● SET TASK A
According to the task description, how many instances does the test set contain?
◆ ◆ ◆ ◆ ◆ ◆ ◆
This year the task focuses on the Information Technology (IT) domain, in
which English source sentences have been translated into German by an
unknown MT system and then manually post-edited by professional
translators. At training stage, the collected human post-edits have to be
used to learn correction rules for the APE systems. At test stage they will
be used for system evaluation with automatic metrics (TER and BLEU).
--------------------------------------------------------------------
GOALS
The aim of this task is to improve MT output in black-box scenarios, in
which the MT system is used "as is" and cannot be modified. From the
application point of view APE components would make it possible to:
-
Cope with systematic errors of an MT system whose decoding process is
not accessible
-
Provide professional translators with improved MT output quality to
reduce (human) post-editing effort
-
Adapt the output of a general-purpose system to the lexicon/style
requested in a specific application domain
--------------------------------------------------------------------
DATA & EVALUATION
Training, development and test data consist in English-German triplets (source,
target and post-edit) belonging to the IT domain. Training and development
respectively contain 12,000 and 1,000 triplets (available soon), while the
test set 2,000 instances. All data is provided by the EU project QT21 (
http://www.qt21.eu/).
Systems' performance will be evaluated with respect to their capability to
reduce the distance that separates an automatic translation from its
human-revised version. Such distance will be measured in terms of TER,
which will be computed between automatic and human post-edits in
case-sensitive mode. Also BLEU will be taken into consideration as a
secondary evaluation metric.
To gain further insights on final output quality, a subset of the outputs
of the submitted systems will also be manually evaluated.
◆ ◆ ◆ ◆ ◆ ◆ ◆
● SET TASK B
Reproduce the records word for word, beginning with the line that contains "Can you find the white petal?" and continuing through the last line of the records.
◆ ◆ ◆ ◆ ◆ ◆ ◆
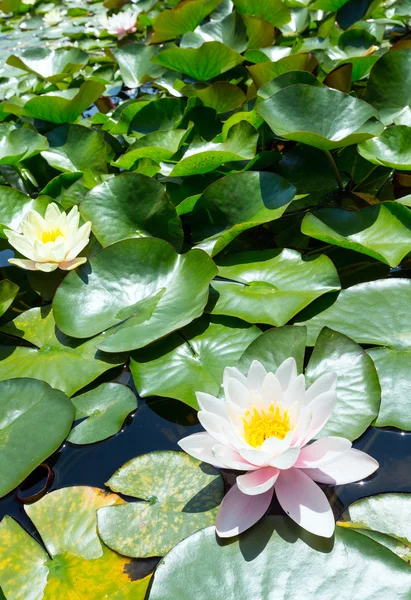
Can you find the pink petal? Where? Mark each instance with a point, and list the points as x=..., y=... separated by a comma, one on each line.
x=322, y=452
x=305, y=502
x=239, y=511
x=287, y=459
x=257, y=482
x=286, y=373
x=231, y=459
x=352, y=466
x=200, y=446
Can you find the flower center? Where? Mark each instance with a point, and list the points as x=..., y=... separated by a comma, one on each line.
x=50, y=236
x=261, y=425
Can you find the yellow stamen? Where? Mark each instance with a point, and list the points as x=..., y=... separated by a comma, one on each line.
x=50, y=236
x=261, y=425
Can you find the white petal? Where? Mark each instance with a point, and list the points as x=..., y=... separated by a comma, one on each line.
x=286, y=372
x=323, y=384
x=231, y=459
x=256, y=376
x=353, y=465
x=305, y=502
x=211, y=404
x=257, y=482
x=271, y=390
x=237, y=393
x=200, y=445
x=323, y=451
x=239, y=511
x=287, y=459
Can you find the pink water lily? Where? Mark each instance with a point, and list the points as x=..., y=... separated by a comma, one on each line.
x=266, y=426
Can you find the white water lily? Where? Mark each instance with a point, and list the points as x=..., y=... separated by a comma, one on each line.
x=51, y=242
x=122, y=23
x=265, y=427
x=53, y=17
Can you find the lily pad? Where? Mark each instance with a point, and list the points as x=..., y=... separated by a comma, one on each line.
x=142, y=286
x=204, y=63
x=375, y=312
x=271, y=286
x=293, y=113
x=222, y=213
x=191, y=360
x=382, y=231
x=63, y=363
x=102, y=411
x=77, y=564
x=358, y=388
x=34, y=420
x=364, y=567
x=131, y=206
x=181, y=496
x=391, y=149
◆ ◆ ◆ ◆ ◆ ◆ ◆
● EXERCISE OUTPUT A
The test set contains 2,000 instances.

● EXERCISE OUTPUT B
Can you find the white petal? Where? Mark each instance with a point, and list the points as x=..., y=... separated by a comma, one on each line.
x=286, y=372
x=323, y=384
x=231, y=459
x=256, y=376
x=353, y=465
x=305, y=502
x=211, y=404
x=257, y=482
x=271, y=390
x=237, y=393
x=200, y=445
x=323, y=451
x=239, y=511
x=287, y=459
Can you find the pink water lily? Where? Mark each instance with a point, and list the points as x=..., y=... separated by a comma, one on each line.
x=266, y=426
Can you find the white water lily? Where? Mark each instance with a point, and list the points as x=..., y=... separated by a comma, one on each line.
x=51, y=242
x=122, y=23
x=265, y=427
x=53, y=17
Can you find the lily pad? Where? Mark each instance with a point, and list the points as x=..., y=... separated by a comma, one on each line.
x=142, y=286
x=204, y=63
x=375, y=312
x=271, y=286
x=293, y=113
x=222, y=213
x=191, y=360
x=382, y=231
x=63, y=363
x=102, y=411
x=77, y=564
x=358, y=388
x=34, y=420
x=364, y=567
x=131, y=206
x=181, y=496
x=391, y=149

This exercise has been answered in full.